■ Page excerpt
They kept the rumpunch flowing during this since they didn't want it to interfere with our good time and now about 80 minutes later, we arrive in PDC to a beauitful open sky. The water was still a bit rocky so one of the flags was up limiting some of the water sports. I was really determined to do SOMETHING though, so I somehow convinced my DH (then, just my BF) to get on the banana boat with me (he is VERY afraid of deep water!!)

 

Since the water had been bad right before we got there, there was really no one on the beach but the people from our boat ride.. so when we got on this banana boat, we were the only 2 on there. He advised us to sit in the middle and we became our ride. The water was quite choppy and he was making some crazy turns! Before we knew it we were holding on for dear life trying not to fall off the dang thing! To make matters worse, he made the ride about 10 minutes longer since no one else was waiting and here is Frank in the back of me flipping out!

 

We arrive back at the beach and he all but falls in the sand. My poor husband, he has shaky hands on a good day and he could hardly contain himself after this.. he was like a bowl of jelly. We went back on the boat after this and he was like 'get me a drink, stat.' He was shaking so horribly that he couldn't even hold the plastic cup! So here I am serving him drinks laughing my tail off :D

 

He vowed never to ever do anything like that ever, ever again and I still laugh hysterically every time I tell the story.

Link to comment
Share on other sites

Our exciting, scary day in Puerto Vallarta, just last week:

 

We grabbed a taxi to take us to the "Malecon" which (for those who haven't been there) is a boardwalk along the coast. Artists make awesome sand art on the beach there. It's a little cobblestone road for pedestrians only, with a few little alleys coming into it, which is where our Taxi dropped us off. There are shops, bars, restaurants and a sidewalk on one side of the walkway, and the beach is on the other side, also with a sidewalk.

 

Soooo, we started walking along, and when we got to the first little side street/alley we noticed a bunch of cops on ATVs right in the intersection. I thought maybe there had been an accident because we could hear sirens in the background.

 

Then, all of a sudden we saw a car driving very fast and out of control on the malecon, where no cars should be. The rest happened really fast, and I sort of froze in fear. The car was headed right for us, honking and going up onto the sidewalk, people were jumping out of it's way. There was another smallish car and a police car with it's siren blaring behind the first car, but the first car was the scary one.

■ Exercise
Transcribe the part of the vacation stories that begins at the words "We grabbed a" and stops after "in the background.". The material after this has nothing to do with the vacation stories.

■ Collected data
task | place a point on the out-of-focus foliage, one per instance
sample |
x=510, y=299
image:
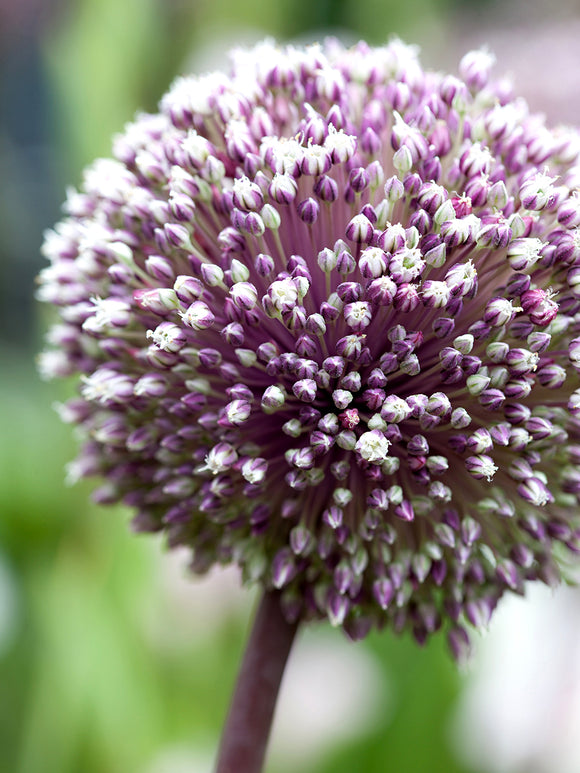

■ Task answer
We grabbed a taxi to take us to the "Malecon" which (for those who haven't been there) is a boardwalk along the coast. Artists make awesome sand art on the beach there. It's a little cobblestone road for pedestrians only, with a few little alleys coming into it, which is where our Taxi dropped us off. There are shops, bars, restaurants and a sidewalk on one side of the walkway, and the beach is on the other side, also with a sidewalk.

 

Soooo, we started walking along, and when we got to the first little side street/alley we noticed a bunch of cops on ATVs right in the intersection. I thought maybe there had been an accident because we could hear sirens in the background.